WHAT THE TASK ASKS:
Gather every line of the data below that contains the string "positive", matching its case exactly.
** Opening RECORDS block **
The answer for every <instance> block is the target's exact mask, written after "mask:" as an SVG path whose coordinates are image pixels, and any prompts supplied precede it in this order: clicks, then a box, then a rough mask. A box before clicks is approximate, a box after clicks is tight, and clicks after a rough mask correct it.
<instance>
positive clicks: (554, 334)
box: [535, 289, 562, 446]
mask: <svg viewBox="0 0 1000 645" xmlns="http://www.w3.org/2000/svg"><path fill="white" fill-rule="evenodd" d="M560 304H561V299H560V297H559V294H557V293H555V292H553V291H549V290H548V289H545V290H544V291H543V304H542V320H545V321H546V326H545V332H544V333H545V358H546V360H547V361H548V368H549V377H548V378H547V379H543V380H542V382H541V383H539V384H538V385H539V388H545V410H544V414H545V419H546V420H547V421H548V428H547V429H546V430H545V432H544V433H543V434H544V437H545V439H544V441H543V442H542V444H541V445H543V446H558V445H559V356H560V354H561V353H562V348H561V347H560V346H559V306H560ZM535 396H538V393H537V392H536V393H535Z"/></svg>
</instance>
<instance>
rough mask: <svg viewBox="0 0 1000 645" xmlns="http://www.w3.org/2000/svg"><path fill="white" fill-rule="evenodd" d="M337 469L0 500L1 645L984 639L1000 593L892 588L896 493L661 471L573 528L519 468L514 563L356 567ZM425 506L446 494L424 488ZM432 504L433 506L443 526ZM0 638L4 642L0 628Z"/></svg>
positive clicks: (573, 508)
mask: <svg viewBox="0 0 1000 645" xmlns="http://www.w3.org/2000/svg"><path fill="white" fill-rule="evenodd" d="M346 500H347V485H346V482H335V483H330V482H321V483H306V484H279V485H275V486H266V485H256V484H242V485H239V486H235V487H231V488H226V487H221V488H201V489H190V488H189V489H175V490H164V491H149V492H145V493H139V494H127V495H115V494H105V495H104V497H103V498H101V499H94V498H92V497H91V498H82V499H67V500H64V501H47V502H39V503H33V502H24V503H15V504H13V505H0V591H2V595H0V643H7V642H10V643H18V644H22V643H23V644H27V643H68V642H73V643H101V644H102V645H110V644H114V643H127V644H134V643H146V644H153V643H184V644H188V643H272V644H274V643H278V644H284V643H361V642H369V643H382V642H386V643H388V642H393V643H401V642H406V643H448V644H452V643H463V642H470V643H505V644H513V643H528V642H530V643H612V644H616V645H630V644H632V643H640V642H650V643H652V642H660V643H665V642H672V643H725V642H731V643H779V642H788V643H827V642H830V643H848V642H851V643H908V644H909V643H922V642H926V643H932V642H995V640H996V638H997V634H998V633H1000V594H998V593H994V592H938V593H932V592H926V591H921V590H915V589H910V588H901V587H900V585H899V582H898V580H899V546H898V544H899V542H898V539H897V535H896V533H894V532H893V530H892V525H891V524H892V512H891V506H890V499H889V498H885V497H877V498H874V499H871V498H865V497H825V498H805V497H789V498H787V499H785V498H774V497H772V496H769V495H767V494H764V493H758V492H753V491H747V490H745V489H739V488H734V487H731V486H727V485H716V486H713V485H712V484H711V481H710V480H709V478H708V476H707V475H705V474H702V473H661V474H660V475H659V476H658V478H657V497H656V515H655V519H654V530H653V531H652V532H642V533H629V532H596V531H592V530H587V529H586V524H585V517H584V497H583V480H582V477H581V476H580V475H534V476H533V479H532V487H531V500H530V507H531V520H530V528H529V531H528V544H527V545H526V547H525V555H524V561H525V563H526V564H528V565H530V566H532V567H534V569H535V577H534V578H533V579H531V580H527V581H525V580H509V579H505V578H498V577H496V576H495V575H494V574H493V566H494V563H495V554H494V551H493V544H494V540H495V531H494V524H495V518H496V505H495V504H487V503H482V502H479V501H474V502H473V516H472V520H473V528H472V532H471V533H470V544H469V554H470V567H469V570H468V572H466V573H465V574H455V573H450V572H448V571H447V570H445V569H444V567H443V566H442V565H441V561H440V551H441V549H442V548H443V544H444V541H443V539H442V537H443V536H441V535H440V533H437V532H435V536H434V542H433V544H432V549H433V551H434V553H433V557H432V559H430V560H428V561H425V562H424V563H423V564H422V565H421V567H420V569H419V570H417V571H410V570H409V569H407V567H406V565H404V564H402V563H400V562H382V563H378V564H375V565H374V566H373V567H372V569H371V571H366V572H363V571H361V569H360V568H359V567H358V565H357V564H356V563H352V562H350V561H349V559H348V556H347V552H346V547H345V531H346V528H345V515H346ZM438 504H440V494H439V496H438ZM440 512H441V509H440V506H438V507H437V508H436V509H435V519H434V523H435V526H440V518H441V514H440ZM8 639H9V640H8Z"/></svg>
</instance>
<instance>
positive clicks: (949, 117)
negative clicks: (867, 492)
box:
** Closing RECORDS block **
SOLVED PROBLEM:
positive clicks: (554, 334)
positive clicks: (573, 508)
positive clicks: (949, 117)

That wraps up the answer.